** DATA IN THIS EXERCISE follows **

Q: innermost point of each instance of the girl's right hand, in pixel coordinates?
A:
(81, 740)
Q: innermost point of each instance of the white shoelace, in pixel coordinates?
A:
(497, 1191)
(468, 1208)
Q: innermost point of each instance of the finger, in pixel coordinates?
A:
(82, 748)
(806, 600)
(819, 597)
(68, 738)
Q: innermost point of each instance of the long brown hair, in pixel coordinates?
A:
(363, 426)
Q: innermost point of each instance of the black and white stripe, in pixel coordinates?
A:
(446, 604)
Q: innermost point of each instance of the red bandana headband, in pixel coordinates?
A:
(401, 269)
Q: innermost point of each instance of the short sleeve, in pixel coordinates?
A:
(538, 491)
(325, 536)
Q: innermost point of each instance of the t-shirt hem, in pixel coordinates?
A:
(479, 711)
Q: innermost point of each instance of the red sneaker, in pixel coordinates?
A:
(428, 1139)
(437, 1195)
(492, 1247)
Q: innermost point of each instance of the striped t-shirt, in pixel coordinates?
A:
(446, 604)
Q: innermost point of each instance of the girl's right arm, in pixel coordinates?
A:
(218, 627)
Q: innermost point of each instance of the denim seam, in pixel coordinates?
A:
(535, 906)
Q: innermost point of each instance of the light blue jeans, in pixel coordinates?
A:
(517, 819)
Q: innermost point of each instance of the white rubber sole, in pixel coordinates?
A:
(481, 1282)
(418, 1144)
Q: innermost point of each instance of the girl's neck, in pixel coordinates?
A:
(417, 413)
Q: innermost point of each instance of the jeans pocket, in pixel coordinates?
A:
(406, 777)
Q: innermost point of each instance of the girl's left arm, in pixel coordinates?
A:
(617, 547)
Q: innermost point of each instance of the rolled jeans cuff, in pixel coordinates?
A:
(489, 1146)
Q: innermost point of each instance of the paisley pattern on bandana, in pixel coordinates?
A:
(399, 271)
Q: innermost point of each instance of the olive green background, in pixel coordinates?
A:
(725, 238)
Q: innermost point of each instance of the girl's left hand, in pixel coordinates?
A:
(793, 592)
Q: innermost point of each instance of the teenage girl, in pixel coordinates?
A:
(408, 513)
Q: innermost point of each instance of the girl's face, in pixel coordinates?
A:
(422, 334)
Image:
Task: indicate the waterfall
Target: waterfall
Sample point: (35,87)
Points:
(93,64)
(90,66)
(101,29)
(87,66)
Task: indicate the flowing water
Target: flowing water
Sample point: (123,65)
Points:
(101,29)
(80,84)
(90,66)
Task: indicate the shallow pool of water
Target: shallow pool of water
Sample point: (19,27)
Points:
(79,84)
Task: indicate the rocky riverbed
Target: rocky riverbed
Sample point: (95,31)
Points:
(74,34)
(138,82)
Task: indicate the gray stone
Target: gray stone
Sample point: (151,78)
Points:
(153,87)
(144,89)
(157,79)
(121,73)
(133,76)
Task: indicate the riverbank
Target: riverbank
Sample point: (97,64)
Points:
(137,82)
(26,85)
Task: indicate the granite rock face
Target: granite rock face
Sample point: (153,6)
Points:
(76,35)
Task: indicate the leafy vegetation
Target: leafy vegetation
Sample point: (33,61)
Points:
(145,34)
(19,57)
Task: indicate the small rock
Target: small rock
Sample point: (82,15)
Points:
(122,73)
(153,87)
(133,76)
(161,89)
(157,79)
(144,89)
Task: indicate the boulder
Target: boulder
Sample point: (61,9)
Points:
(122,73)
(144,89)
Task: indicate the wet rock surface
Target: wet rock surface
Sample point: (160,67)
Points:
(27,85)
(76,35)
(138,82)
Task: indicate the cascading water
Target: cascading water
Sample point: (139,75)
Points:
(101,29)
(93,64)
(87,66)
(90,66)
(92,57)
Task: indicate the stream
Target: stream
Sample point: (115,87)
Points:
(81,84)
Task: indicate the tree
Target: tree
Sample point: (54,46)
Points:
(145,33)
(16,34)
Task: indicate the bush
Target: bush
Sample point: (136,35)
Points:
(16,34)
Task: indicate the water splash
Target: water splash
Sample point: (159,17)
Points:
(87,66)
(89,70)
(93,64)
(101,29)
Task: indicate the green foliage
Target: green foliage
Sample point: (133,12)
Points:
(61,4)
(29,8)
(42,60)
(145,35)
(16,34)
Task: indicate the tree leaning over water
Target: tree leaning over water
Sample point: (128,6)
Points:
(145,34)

** End of DATA IN THIS EXERCISE **

Write out the material above exactly and in full.

# RESPONSE FOR THIS EXERCISE
Q: innermost point of each instance of the girl's right hand, in pixel coordinates?
A:
(81, 740)
Q: innermost point of each instance of the white shoelace, in pixel coordinates?
A:
(497, 1191)
(468, 1208)
Q: innermost point of each instance of the finger, in pixel coordinates?
A:
(82, 748)
(806, 600)
(819, 597)
(68, 738)
Q: innermost point of each instance of the long brown hair, in pixel coordinates?
A:
(363, 426)
Q: innermost point of each instance of the black and white stripe, in pixel coordinates?
A:
(446, 604)
Q: innermost point of each instance of the red bandana headband, in pixel coordinates?
A:
(401, 269)
Q: innermost point of each instance of the short sleeve, in pixel coordinates?
A:
(538, 491)
(325, 536)
Q: innermost point of each instance of the t-shirt hem, in pixel coordinates?
A:
(479, 711)
Q: innermost point of each instance of the red sneaker, in pixel coordinates?
A:
(428, 1139)
(437, 1195)
(492, 1247)
Q: innermost point of each instance of the striped t-shirt, in pixel coordinates?
A:
(446, 604)
Q: innermost point of each instance of the girl's right arm, in pixel coordinates?
A:
(218, 627)
Q: innermost point of each instance of the denim seam, in pixel coordinates?
A:
(535, 906)
Q: innermost point of each instance of the light blue jeans, in pixel coordinates?
A:
(517, 819)
Q: innermost point of each instance of the white rubber sole, in pixel coordinates?
A:
(481, 1282)
(418, 1144)
Q: innermost point of each instance of the girl's neck, in pixel coordinates?
A:
(417, 413)
Q: innermost point of each instance of the jeans pocket, in pixel coordinates?
A:
(406, 777)
Q: innermost point of each instance of the girl's left arm, in pixel coordinates?
A:
(617, 547)
Q: innermost point of each instance of the rolled jeans cuff, in pixel coordinates?
A:
(489, 1146)
Q: innermost point of each instance of the paisley pattern on bandana, in pixel coordinates?
A:
(399, 271)
Q: innermost point of each instance of the olive green background, in pixel coordinates?
A:
(725, 238)
Q: innermost point of each instance of the girl's left hand, in pixel coordinates?
A:
(793, 592)
Q: innermost point of each instance of the teenage girl, in pixel coordinates?
A:
(408, 513)
Q: innermost point of each instance of the girl's face, in pixel coordinates?
A:
(422, 334)
Image:
Task: indicate the waterfall
Target: waterfall
Sample point: (35,87)
Points:
(93,64)
(90,66)
(101,29)
(87,66)
Task: indicate the flowing water
Target: flowing water
Sample point: (123,65)
Points:
(101,29)
(80,84)
(90,66)
Task: indicate the shallow pool of water
Target: shallow pool of water
Sample point: (19,27)
Points:
(79,84)
Task: indicate the rocky riverbed
Target: rocky riverbed
Sample point: (95,31)
Points:
(74,34)
(138,82)
Task: indicate the gray stone
Target: gray stone
Sample point: (151,78)
Points:
(153,87)
(144,89)
(157,79)
(121,73)
(133,76)
Task: indicate the riverbank
Target: riverbank
Sample point: (97,64)
Points:
(137,82)
(26,85)
Task: indicate the granite rock face
Target: granite rock face
Sample point: (153,6)
Points:
(76,35)
Task: indicate the leafy vegetation
Target: leafy vegetation
Sample point: (33,61)
Points:
(145,34)
(19,57)
Task: indicate the small rock
Target: small rock
Sample point: (82,15)
Points:
(122,73)
(153,87)
(133,76)
(161,89)
(157,79)
(144,89)
Task: indicate the boulder
Target: boulder
Sample point: (61,9)
Points:
(122,73)
(144,89)
Task: indicate the wet rock surface
Target: wet rock surface
Sample point: (160,67)
Points:
(27,85)
(76,35)
(138,82)
Task: indicate the cascading water
Target: cascading water
Sample point: (139,75)
Points:
(101,29)
(93,64)
(87,66)
(90,66)
(92,57)
Task: indicate the stream
Target: stream
Sample point: (115,87)
Points:
(81,84)
Task: indicate the tree
Target: tree
Sample point: (54,46)
Points:
(145,33)
(16,34)
Task: indicate the bush
Target: bush
Sample point: (136,35)
Points:
(16,34)
Task: indicate the water splash
Target: water splash
Sample point: (159,17)
Points:
(87,66)
(89,70)
(93,64)
(101,29)
Task: indicate the green foliage
Target: green foliage
Sample point: (133,12)
Points:
(61,4)
(29,8)
(42,60)
(145,35)
(16,34)
Task: indicate the tree leaning over water
Target: tree leaning over water
Sample point: (128,6)
Points:
(145,34)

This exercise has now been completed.